_Passage provided_
It is well to analyze why the indiscriminate use of the intellect in philosophy is so full of dangers. In so far as the intellect is enslaved by the illusion of the world-image as an external reality it does not doubt the objective existence of that world-image as a substantial outside world around us. This means that it accepts all the characteristics of our world-image as objective realities--the qualities of matter, the substantiality of objects, the objective reality of time and space, the diversity and separateness of manifested creatures, all these are elements, the objective reality of which is not doubted as long as the mind is enslaved by illusion. When, subject to illusion, never suspecting even its existence, man begins to ask questions concerning the great problems of life it is inevitable that everyone of these questions is asked from the standpoint of the world-image as external reality, that is to say, every question is permeated by that which we have found to be the fundamental illusion of our daily lives. Hence that illusion not only colours every question we thus ask, but is often the very heart of such a question. This means that, unsuspected by us, there enters into the very fabric of our philosophical questions and problems an element of illusion by which these questions become monstrosities, by which they are vitiated, incapable of solution since they are rooted in error.

All questions, for instance, which have to so with a beginning of time or a beginning of creation, show in the very nature of the problem they touch the unthinking acceptance of time as an objective reality and are consequently problems about which we may think for many years, but which we can never solve. In fact, if we do claim to have solved such a problem we stand condemned by our own claim. It is the same with regard to the unthinking acceptance of spirit and matter, or self and not-self, as a real duality. Endless theories have been advanced to reconcile these two, either by the elimination of one of them or by a kind of compromise in which both are seen as eternally opposite aspects of one great reality. However clever such solutions may be they one and all are doomed to be wrong, since they unquestioningly accept the problem as it is stated without first investigating whether it is not in itself the product of misconception. We might add many such problems and shall in later chapters have ample opportunity to show examples of such wrong questions which yet form the stock problems of philosophy. But at present it is necessary to see why the intellect is insufficient as a philosophical method and approach to truth.

The intellect, as the mind bound to illusion, can but work under the limitations of our world-image. The fundamental structure of that world-image is that of a duality, with myself on the one side and everything else on the other side--self and not-self. The intellect thus necessarily accepts the separateness of all things as a basic fact, accepts the 'otherness' of the world around me as undeniable and in all its cogitations can never free itself from the burden of that basic structure in which it is imprisoned. It is possible for the intellect to recognize theoretically the existence of unity, unity of life, unity of energy, or what else we may call that which unites all things, but even then separateness and multiplicity impress themselves so very much more forcibly upon the intellect, that the conception of a fundamental unity becomes but a pale shadow by the side of their varied and coloured interplay. The very methods of the intellect--distinguishing between one thing and another, analyzing a thing into its component elements, learning to observe the minutest differences between one case and another--all these point to separateness and multiplicity as the domain of the intellect. For its data the intellect has to rely on sense-perception and deduction from basic principles, out of these it builds its theories and systems.

_Problems_
**a)** According to the passage on the intellect in philosophy, what does the intellect rely on for its data?
**b)** List the methods of the intellect that the passage on the intellect in philosophy names as pointing to separateness and multiplicity.
**c)** Continue the passage on the intellect in philosophy from its final sentence.
The listing after this point comes from a separate source.

_Available data_
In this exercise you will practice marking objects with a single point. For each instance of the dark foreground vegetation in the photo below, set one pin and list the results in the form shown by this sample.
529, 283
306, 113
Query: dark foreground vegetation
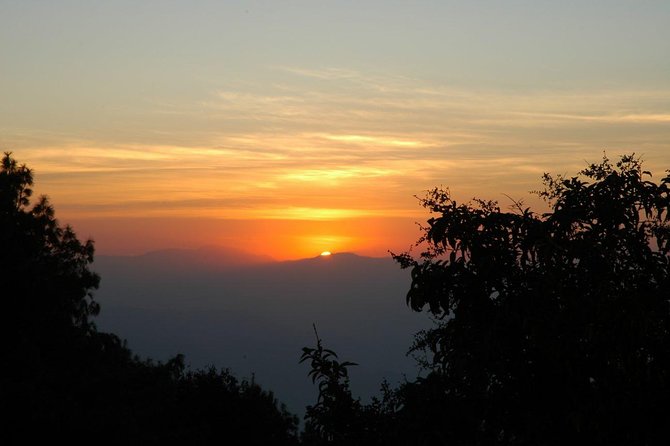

_Exercise answers_
**a)** Sense-perception and deduction from basic principles.

**b)**
- Distinguishing between one thing and another
- Analyzing a thing into its component elements
- Learning to observe the minutest differences between one case and another

**c)**
In so far as science claims but to investigate and explore this outer world surrounding us, the intellect is a sufficient instrument for science, though even in the conclusions of scientific investigations the intuition plays a far greater part than we are apt to credit. Fundamentally, however, sense-perception, analyzed and co-ordinated by the intellect is the method of science and, since science does not concern itself primarily with the fundamental problems of life, there is no objection to be made against the important place the intellect takes in its work. It is only when we enter the domain of philosophy with is pursuit of ultimate reality that we must recognize the insufficiency of the intellect and consciously use the intuition as a way to knowledge. For in philosophy we have to do with those very relations of ourselves to the world surrounding us and of this world again to ultimate reality, about which the intellect is so confident, accepting them as they appear to be. By its acceptance of a dual structure of the world and of multiplicity as the character of this universe the intellect can never do more than see one thing or another as true. To it the world cannot be one and many at the same time and, even if it might theoretically recognize such a possibility, it cannot realize it as a fact. Consequently it can never recognize more than half-truths and will defend these with the uttermost vigour.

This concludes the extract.